(ACTION ITEM)
Reproduce word for word the lines between those holding "Where does the wooden wall" and "Where does the gold petal", inclusive, and nothing else from the data below.

Saved entries:
=-=-=-=-=
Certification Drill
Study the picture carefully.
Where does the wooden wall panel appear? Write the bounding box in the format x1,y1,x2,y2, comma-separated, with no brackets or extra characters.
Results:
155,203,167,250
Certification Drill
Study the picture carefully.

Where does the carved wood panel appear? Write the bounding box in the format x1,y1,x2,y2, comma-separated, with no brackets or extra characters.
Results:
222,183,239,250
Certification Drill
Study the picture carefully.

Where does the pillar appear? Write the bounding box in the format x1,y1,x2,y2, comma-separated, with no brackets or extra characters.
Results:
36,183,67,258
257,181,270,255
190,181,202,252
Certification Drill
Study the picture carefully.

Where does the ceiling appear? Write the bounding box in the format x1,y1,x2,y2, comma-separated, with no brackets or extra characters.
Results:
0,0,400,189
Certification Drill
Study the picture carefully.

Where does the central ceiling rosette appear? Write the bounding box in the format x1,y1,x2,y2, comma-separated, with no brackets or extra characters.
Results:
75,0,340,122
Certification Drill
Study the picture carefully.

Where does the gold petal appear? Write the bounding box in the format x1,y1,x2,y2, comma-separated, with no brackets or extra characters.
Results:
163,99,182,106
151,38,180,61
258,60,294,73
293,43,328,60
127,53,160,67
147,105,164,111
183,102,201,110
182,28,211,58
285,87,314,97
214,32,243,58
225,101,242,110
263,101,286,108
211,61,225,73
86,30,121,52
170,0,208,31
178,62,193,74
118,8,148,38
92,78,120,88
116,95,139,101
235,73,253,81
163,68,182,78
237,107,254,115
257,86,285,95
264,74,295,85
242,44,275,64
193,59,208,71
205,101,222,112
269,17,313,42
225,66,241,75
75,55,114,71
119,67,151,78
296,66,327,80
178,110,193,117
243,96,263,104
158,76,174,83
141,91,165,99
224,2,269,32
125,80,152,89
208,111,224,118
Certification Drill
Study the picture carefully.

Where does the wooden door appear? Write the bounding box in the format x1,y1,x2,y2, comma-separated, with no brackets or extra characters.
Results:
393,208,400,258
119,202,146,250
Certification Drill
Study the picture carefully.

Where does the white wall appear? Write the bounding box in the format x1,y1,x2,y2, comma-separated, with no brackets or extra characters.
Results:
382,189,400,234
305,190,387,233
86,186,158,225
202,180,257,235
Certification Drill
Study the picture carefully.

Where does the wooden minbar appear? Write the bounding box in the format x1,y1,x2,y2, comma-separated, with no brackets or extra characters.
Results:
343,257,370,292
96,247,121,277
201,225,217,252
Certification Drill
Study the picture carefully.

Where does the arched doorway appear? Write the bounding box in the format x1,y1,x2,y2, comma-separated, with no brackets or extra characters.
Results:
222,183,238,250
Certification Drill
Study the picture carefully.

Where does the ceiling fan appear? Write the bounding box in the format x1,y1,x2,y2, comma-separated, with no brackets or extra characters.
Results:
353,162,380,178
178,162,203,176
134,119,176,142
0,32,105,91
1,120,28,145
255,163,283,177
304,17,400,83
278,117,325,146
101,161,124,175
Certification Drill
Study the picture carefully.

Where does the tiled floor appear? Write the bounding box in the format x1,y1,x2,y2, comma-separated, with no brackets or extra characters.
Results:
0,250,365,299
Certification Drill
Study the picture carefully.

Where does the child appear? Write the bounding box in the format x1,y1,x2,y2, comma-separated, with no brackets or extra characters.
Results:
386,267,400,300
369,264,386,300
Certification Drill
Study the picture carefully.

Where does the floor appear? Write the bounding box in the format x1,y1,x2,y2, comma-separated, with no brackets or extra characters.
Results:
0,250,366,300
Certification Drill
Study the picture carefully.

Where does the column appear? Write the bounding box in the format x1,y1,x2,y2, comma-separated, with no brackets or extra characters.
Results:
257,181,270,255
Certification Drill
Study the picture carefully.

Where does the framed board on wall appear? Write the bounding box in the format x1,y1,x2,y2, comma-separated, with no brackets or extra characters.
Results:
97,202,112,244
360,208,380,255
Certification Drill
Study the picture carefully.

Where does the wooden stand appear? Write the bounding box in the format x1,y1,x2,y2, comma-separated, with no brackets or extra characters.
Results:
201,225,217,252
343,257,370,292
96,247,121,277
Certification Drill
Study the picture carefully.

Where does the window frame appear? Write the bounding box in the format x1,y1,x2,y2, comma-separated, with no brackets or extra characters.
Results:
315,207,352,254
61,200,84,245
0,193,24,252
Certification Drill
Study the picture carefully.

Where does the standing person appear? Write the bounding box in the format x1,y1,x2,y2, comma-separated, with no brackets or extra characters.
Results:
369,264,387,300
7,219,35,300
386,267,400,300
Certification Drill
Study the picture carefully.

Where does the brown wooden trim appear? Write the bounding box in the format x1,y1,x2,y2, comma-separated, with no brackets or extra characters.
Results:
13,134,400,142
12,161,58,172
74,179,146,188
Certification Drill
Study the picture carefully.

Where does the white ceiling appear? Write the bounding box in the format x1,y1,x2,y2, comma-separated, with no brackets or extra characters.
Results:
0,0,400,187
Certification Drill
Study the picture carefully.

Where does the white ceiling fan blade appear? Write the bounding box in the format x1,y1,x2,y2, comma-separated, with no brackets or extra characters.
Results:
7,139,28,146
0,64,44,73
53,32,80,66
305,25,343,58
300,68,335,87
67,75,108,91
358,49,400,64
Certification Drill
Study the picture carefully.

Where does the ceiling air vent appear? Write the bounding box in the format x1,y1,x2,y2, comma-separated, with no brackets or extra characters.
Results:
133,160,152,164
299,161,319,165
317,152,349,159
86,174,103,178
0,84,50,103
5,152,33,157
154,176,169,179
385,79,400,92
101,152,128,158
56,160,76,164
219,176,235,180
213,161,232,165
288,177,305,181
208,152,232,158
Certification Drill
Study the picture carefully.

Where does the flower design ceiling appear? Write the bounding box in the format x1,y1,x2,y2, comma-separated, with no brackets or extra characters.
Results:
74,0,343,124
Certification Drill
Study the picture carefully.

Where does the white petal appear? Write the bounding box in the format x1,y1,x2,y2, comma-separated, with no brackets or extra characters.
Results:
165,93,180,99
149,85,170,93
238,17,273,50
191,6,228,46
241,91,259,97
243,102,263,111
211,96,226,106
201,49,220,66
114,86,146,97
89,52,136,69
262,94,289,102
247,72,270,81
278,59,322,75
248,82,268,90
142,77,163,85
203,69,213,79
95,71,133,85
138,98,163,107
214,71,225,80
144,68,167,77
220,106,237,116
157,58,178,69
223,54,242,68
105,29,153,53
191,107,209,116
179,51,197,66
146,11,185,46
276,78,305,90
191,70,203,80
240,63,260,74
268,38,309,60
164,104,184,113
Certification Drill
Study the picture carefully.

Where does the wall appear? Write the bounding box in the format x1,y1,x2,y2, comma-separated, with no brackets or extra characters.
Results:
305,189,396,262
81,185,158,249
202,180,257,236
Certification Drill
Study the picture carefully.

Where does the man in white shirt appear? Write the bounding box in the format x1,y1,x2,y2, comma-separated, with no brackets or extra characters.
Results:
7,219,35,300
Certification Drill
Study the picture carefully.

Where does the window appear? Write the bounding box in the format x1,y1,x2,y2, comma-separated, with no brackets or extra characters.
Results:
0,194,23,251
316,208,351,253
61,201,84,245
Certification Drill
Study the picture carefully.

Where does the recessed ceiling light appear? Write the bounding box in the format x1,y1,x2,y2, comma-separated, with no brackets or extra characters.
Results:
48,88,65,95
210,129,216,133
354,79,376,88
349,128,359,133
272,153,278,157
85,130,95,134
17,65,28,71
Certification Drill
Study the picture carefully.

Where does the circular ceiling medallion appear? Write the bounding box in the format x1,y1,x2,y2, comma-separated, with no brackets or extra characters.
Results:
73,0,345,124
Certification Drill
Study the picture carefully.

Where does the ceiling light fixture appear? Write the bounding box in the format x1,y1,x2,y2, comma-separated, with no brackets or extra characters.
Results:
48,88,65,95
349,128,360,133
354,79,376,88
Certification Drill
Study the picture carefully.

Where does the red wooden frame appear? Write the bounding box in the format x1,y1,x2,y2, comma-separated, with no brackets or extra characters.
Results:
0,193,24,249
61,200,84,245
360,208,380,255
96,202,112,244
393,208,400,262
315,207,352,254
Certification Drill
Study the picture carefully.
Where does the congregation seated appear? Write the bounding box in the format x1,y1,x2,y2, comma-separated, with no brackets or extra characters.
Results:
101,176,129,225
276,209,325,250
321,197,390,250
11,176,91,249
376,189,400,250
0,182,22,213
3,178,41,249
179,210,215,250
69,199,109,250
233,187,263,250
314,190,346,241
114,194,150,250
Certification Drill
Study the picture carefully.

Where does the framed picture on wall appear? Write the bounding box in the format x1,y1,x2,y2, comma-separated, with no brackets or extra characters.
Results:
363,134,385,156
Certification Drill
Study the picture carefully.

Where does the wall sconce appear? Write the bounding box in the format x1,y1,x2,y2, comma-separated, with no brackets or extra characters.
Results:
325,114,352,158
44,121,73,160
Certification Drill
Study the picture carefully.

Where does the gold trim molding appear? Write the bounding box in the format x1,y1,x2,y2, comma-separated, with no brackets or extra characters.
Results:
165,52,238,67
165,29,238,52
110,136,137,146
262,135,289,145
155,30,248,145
=-=-=-=-=
(TASK SOLUTION)
Where does the wooden wall panel appear? Write the bounding box in the format x1,y1,x2,y2, comma-separated, with no brackets or extra characters.
Results:
155,203,167,250
Certification Drill
Study the picture carefully.

Where does the carved wood panel appear? Write the bounding box in the format x1,y1,x2,y2, comma-separated, with no brackets or extra characters.
Results:
222,183,239,250
Certification Drill
Study the picture carefully.

Where does the pillar appear? Write the bounding box in the format x1,y1,x2,y2, comma-separated, with no brackets or extra characters.
Results:
36,183,67,258
257,181,270,255
190,181,202,252
Certification Drill
Study the picture carefully.

Where does the ceiling appear? Write the bounding box in the format x1,y1,x2,y2, comma-separated, with no brackets or extra characters.
Results:
0,0,400,189
Certification Drill
Study the picture carefully.

Where does the central ceiling rosette appear? Write the bounding box in the format x1,y1,x2,y2, comma-separated, with no brackets or extra characters.
Results:
75,0,340,122
Certification Drill
Study the picture carefully.

Where does the gold petal appear? Write the bounding box in the format x1,y1,x2,y2, comma-separated, with no brackets or extra characters.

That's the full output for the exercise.